━━━ SOURCE TEXT ━━━

I feel that a school that has advanced placement courses places a lot of negative pressure on an entire school. The students in the course feel the responsibility of being overacheivers and the students outside of these courses feel somewhat inadequate. The Queens High School of Teaching would not be what it is today if we had AP courses. This would be hypocritical to our philosophy of equality. I do feel that Scarsdale has created a trend by eliminating these courses, since it is such an acclaimed educational institution, other school will look to it for an example of a successful facility. I do feel that elimintating the courses will make the school better because it will make everyone feel equal. I am glad to see that such a stellar school is taking the steps towards doing what would be best for the student body, instead of what would be better for the school politically.

[[ GiO ]] said...

If the Queens High School Of Teachings had “AP classes”, honestly I can never picture our school with those classes but to tell you the truth if our school had those classes I think everything would be different. Like everyone in school and everything in school wouldn’t be the same. The way our school is, I know I am going to be able to benefit everything I was taught in this school, the mix diversity in this school, the way I get to have classes with kids with disabilities, it’s like I see everyone the same now. Everyone in my school is on the same level no one is smarter than another student, if the AP classes were there then everything would be different everyone would be separated. People with disabilities would be in another room, students that don’t do good in school would be in one room, students that do well in school would be in another room and straight A’s students would be in there own world. Thank god that our school is the way it is because everyone that leaves from our school is going to know how to fit in to every crowd, crowds with mix diversity’s, crowds with people that are disabilities. A lot of kids aren’t pressured going to be pressured the same way everyone in other schools are because they don’t have to be competing for something. There is a lot less stress because we don’t have those classes. Students in “Scarsdale High School” parents might be disappointed but all those parents do is try to see whose kid is number one that’s why the students have a lot of stress. Unfortunately the parents aren’t happy because now I cant say my kid is number one well if they aren’t happy because of that then their kids should try out for a sports team. Other than that its good that they don’t have AP classes, because there is going to be a lot less stress in students lives now.

━━━ THE DATA ━━━

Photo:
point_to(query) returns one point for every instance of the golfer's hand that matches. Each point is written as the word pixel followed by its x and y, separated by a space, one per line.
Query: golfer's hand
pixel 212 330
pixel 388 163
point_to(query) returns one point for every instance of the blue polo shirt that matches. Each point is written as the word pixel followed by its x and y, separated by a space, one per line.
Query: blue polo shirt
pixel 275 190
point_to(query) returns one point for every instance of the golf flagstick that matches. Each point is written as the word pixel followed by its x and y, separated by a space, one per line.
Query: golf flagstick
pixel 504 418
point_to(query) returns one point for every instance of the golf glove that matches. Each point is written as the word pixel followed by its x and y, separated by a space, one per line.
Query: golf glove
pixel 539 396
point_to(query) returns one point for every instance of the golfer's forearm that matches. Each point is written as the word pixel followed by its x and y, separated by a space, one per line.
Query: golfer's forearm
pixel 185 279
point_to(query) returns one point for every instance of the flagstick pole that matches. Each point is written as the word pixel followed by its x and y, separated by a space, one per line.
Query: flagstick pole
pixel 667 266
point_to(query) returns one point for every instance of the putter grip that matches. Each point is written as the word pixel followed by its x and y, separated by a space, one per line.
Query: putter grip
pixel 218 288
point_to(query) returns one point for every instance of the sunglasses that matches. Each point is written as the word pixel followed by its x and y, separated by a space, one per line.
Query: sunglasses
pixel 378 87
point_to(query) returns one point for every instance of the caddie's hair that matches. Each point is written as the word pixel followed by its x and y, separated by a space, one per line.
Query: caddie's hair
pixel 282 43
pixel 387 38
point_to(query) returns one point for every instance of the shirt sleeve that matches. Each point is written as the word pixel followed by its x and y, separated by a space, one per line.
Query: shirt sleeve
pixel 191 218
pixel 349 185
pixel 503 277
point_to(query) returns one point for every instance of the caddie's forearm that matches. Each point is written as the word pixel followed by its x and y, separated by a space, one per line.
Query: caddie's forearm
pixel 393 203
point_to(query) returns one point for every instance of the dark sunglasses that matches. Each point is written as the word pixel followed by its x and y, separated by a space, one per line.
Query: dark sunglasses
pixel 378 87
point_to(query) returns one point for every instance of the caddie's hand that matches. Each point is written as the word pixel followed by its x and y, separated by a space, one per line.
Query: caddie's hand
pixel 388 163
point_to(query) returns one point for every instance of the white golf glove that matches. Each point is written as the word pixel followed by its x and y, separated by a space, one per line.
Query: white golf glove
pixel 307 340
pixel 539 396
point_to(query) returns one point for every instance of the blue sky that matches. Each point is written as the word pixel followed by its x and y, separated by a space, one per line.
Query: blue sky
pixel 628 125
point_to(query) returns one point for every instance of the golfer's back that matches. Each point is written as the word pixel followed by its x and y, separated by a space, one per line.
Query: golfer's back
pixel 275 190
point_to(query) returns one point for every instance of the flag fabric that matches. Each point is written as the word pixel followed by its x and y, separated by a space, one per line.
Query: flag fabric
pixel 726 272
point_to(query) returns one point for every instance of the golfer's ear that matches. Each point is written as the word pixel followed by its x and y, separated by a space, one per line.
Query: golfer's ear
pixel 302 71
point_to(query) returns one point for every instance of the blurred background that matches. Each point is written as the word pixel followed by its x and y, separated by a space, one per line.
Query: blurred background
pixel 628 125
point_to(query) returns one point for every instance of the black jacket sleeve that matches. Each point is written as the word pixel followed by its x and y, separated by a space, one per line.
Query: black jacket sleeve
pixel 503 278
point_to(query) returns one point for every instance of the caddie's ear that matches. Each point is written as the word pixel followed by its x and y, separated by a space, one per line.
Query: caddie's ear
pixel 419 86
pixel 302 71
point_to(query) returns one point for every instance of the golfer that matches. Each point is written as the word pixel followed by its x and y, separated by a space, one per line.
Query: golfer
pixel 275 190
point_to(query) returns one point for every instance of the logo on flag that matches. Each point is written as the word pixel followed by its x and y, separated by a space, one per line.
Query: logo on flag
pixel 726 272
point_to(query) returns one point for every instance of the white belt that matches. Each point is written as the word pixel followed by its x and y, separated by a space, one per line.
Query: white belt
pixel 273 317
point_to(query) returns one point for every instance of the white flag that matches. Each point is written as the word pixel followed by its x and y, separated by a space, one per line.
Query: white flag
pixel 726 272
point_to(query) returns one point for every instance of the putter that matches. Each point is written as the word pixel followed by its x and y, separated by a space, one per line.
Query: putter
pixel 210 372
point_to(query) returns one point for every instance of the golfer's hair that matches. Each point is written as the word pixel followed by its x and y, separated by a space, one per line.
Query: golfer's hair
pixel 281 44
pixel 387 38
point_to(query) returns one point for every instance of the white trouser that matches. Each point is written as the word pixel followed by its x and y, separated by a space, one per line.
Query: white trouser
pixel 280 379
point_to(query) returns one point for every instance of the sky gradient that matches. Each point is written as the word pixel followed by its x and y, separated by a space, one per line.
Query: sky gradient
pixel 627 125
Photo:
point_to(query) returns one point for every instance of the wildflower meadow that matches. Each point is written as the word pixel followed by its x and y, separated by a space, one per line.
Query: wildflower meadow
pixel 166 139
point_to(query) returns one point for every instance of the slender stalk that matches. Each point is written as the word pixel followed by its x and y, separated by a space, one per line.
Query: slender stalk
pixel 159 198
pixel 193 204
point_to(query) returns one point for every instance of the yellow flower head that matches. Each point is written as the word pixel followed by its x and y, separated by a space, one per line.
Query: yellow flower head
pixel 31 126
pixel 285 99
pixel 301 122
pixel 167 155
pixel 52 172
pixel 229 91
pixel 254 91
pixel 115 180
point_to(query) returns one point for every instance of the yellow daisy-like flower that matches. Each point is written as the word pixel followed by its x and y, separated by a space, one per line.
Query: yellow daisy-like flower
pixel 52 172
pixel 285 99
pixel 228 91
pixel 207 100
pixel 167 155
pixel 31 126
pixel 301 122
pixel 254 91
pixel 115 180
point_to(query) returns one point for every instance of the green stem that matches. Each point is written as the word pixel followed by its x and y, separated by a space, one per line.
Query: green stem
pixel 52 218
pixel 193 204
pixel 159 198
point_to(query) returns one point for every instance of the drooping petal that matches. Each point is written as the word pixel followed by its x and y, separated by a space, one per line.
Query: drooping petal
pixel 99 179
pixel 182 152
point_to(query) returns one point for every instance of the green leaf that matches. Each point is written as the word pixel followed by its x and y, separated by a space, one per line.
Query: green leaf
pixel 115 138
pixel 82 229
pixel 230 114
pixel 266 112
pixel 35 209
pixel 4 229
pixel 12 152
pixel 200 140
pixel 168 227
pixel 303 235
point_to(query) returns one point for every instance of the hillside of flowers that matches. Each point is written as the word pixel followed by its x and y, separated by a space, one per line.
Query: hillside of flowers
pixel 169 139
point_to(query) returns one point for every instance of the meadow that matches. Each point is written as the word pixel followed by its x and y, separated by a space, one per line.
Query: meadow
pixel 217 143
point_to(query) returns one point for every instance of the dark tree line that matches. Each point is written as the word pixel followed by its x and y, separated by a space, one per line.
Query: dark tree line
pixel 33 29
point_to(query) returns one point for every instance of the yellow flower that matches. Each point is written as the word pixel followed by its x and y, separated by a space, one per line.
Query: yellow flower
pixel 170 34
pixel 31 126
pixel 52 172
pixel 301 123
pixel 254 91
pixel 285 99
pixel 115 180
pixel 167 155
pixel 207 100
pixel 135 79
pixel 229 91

━━━
━━━ THE DATA ━━━

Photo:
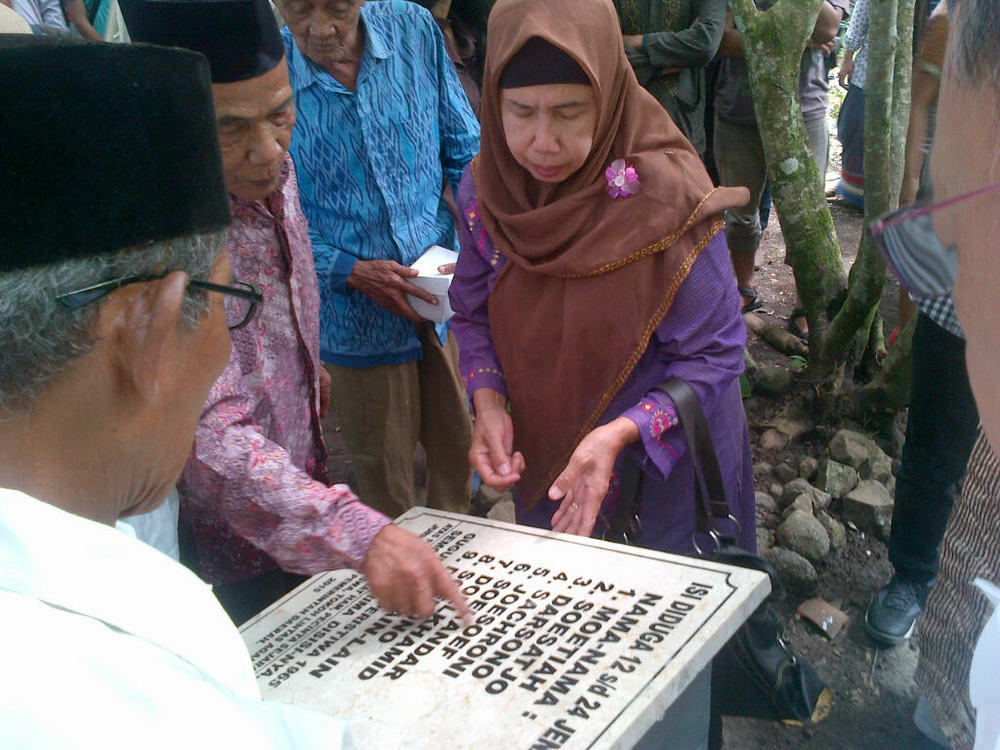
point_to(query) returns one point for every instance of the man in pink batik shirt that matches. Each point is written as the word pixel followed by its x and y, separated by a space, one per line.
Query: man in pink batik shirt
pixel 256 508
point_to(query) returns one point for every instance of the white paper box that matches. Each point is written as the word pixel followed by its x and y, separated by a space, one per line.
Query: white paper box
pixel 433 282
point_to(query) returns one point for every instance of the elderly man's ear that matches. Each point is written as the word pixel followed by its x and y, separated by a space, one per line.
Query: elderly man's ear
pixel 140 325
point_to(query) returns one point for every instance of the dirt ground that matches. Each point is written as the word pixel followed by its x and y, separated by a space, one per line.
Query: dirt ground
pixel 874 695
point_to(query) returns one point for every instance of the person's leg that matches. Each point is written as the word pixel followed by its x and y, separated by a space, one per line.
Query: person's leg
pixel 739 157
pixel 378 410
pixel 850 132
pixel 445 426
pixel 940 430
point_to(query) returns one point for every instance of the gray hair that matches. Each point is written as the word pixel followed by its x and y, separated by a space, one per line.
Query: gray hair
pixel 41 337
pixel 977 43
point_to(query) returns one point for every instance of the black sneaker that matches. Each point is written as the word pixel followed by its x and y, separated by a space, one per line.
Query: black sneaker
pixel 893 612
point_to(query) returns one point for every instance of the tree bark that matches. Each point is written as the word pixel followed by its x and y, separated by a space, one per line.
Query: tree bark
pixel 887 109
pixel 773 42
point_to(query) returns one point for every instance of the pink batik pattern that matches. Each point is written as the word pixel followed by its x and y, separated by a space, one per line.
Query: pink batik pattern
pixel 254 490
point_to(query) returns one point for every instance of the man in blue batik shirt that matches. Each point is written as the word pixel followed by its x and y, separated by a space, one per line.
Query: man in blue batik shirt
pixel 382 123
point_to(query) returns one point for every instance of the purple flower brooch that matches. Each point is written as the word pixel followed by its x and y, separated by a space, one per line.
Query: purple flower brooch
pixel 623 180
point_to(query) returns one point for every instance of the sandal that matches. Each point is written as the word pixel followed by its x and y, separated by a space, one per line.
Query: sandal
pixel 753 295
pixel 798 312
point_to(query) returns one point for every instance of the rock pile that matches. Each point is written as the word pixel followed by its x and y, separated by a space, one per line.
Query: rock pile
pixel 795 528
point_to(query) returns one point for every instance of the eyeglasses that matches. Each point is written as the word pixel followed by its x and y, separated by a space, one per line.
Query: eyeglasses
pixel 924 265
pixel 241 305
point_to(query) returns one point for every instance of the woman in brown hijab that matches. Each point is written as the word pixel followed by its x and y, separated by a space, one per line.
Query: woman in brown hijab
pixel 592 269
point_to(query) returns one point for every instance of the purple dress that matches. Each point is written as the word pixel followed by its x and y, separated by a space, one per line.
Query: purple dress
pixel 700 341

━━━
━━━ THE DATA ━━━

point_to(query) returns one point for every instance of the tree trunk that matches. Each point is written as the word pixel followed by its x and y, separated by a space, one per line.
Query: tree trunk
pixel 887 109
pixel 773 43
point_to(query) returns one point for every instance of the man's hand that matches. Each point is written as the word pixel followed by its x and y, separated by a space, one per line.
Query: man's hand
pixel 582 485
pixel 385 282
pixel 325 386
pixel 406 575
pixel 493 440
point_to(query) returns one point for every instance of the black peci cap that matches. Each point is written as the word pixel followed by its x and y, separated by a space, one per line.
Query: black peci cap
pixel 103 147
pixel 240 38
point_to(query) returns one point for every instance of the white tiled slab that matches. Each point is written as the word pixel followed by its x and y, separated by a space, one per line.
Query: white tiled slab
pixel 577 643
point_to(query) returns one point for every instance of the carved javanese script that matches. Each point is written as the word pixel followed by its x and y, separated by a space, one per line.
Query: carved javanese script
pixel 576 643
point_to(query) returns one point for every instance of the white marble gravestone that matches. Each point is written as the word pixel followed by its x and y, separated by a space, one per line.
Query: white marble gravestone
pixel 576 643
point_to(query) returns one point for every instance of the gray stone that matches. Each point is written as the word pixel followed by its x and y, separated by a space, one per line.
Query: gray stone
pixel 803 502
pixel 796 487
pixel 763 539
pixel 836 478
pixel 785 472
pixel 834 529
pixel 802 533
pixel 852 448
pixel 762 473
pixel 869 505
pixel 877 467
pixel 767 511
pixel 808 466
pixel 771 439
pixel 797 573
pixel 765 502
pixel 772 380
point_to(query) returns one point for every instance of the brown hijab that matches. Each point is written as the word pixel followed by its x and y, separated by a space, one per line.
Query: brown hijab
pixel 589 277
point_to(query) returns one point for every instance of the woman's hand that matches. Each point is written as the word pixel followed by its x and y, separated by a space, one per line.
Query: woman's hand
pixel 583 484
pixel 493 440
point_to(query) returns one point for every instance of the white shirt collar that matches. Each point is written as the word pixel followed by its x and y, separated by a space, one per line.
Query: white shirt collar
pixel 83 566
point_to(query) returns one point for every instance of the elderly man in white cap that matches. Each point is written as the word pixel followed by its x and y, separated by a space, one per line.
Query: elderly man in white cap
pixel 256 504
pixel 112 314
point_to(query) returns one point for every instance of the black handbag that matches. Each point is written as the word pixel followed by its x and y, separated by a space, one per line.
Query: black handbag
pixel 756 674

━━━

PROBLEMS:
• a. Answer these questions from the comments on AP classes:
(i) According to the first comment, what has Scarsdale done with its advanced placement courses?
(ii) In the second comment, which students would be "in there own world"?
(iii) What does the second comment say the unhappy parents' kids should try out for?
• b. Please rewrite the rows that begin at the line containing "white cap that" and end after the line containing "pixel 756 674", replacing "black handbag" with "leather handbag" and leaving everything else the same.

SOLUTIONS TO THE PROBLEMS:
• a.
(i) It has eliminated them.
(ii) Straight A's students.
(iii) A sports team.

• b.
point_to(query) returns one point for every instance of the elderly man in white cap that matches. Each point is written as the word pixel followed by its x and y, separated by a space, one per line.
Query: elderly man in white cap
pixel 256 504
pixel 112 314
point_to(query) returns one point for every instance of the leather handbag that matches. Each point is written as the word pixel followed by its x and y, separated by a space, one per line.
Query: leather handbag
pixel 756 674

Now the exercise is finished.